SOURCE EXTRACT:
◇ ◇ ◇

2 December 2015
There are some patients which will always stick with you, some for good reasons, others for less pleasant ones. This week I had a patient who fitted the first of these descriptions; I won’t be forgetting him in a hurry!
Towards the end of our shift we were sent to a GP urgent call (a low priority call where a GP has visited and deemed that the patient needs to be admitted to hospital, but does not need a blue light response). The call stated that the ambulance had been requested for an 82 year old male with “increasing confusion” and that the hospital had been informed that he would be arriving by ambulance. As you will soon see, we on the ambulance very rarely know all the details of what’s going on by the time we arrive on scene. It’s down to us to work out exactly what is going on and what the ideal treatment path for the patient is once we have made contact with the patient and the family in person.
When we arrived we were told by the family the one key piece of information that our control team had not been told on the phone. The patient was under section under the mental health act due to his dementia reaching a stage where he was a risk to his own safety. He had walked out of hospital in the morning, got on a bus, and went back home to his family because he wanted to make sure his wife was being looked after by his family. The patients GP had liaised with the ward, the patient had gone AWOL from and both were in agreement that, given the patients age and his reason for leaving the hospital, an ambulance would be more appropriate for returning to hospital, as opposed to the other option- the police.
Once the patient was on the back of the ambulance I asked him if he understood what was going on and why we had been called. The patient stated that we were “taking [him] back to hospital because everyone [thought he] was mad”; he said this with a smile on his face. I asked him if he agreed with those that said that and his response will stick with me for a long time “I know I’m mad, it’s great fun!” On the way to hospital the patient told me about how he’d travelled the world, and about the fun he’d had escaping from hospital! Once we got to the hospital, we went back to the ward the patient had been on and handed him back to the ward staff, but not before some words were had with him about staying put this time and not trying to run away again- he seemed to agree with me.
As I’ve said before, it’s not always the ‘big jobs’ that stick with you, sometimes it’s the small and relatively simple ones that may stay in your mind for the longest!

◇ ◇ ◇

ENTRIES SUPPLIED:
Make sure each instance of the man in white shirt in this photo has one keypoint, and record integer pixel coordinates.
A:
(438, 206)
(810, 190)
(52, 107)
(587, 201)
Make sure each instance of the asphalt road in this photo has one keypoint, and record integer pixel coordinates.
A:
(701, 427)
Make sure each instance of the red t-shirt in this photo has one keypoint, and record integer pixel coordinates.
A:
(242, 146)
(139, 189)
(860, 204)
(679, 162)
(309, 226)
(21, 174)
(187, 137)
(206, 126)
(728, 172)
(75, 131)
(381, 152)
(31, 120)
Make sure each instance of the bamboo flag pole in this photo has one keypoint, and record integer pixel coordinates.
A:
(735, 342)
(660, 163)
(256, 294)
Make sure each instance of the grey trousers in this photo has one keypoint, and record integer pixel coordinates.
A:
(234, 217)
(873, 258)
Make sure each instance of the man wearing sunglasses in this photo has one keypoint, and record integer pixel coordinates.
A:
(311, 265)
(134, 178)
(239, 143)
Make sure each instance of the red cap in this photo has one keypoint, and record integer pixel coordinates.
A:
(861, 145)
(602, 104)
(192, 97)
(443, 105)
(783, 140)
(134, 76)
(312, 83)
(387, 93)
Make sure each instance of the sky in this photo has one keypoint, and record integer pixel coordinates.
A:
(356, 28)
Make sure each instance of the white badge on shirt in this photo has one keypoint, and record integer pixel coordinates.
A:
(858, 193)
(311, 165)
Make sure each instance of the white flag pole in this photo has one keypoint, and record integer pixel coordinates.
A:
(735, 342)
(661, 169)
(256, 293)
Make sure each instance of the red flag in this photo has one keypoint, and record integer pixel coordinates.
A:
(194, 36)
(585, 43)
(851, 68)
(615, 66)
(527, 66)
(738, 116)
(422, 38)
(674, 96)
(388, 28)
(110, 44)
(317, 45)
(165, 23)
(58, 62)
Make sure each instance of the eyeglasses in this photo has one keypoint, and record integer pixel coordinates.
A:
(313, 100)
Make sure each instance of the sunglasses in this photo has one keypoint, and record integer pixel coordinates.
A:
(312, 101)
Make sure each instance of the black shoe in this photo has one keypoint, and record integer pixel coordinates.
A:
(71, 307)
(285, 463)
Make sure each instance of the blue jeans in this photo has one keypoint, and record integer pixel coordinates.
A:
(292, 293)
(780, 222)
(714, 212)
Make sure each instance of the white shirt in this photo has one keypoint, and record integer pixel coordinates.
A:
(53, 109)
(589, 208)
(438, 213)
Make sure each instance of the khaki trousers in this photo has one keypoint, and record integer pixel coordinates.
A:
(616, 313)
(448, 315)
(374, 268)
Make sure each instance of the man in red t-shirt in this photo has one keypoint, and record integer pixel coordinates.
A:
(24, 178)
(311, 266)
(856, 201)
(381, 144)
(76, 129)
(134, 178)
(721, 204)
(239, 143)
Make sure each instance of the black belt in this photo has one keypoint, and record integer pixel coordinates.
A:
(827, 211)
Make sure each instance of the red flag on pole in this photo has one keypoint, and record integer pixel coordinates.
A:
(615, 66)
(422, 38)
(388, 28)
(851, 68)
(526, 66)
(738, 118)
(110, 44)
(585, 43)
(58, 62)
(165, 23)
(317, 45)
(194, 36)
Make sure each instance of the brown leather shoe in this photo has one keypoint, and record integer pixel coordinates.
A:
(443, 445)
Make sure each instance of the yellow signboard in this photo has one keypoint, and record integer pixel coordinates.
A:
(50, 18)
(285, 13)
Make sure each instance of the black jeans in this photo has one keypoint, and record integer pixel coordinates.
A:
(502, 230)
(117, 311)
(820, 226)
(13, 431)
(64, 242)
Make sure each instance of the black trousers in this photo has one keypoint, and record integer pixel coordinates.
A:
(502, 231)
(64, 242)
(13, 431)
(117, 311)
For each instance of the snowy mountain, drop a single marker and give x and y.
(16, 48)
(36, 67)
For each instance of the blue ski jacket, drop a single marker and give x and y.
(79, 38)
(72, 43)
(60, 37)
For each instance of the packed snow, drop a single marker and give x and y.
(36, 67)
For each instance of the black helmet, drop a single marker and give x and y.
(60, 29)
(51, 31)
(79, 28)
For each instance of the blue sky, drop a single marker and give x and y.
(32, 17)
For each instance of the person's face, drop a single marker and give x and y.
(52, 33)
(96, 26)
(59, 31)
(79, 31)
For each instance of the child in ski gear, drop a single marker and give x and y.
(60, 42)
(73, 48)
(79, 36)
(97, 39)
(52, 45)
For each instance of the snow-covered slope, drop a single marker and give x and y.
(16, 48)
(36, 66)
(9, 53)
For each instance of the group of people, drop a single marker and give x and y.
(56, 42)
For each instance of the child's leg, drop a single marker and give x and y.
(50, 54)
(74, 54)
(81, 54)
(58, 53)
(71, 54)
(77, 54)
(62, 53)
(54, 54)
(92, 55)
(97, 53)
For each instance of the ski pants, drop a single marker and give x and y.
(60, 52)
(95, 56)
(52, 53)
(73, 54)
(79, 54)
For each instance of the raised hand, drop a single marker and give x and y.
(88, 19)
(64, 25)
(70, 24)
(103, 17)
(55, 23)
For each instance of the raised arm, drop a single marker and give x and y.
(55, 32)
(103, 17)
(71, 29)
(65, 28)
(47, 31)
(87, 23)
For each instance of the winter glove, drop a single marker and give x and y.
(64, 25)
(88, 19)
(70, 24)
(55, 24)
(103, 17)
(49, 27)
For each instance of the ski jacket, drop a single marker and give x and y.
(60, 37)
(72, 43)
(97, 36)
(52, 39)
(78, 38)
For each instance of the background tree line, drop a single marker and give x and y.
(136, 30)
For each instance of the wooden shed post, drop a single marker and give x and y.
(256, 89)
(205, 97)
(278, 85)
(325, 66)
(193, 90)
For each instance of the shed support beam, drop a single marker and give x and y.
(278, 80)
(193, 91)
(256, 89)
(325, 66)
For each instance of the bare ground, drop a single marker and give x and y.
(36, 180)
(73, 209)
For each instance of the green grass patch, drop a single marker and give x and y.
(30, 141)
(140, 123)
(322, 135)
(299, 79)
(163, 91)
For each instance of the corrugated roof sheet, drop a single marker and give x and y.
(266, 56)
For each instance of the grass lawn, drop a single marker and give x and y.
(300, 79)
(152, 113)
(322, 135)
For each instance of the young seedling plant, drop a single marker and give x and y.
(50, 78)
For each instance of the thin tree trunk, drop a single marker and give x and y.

◇ ◇ ◇

PROBLEM DESCRIPTION: In the ambulance shift account, why did the patient walk out of hospital and go home?

EXPECTED ANSWER: He wanted to make sure his wife was being looked after by his family.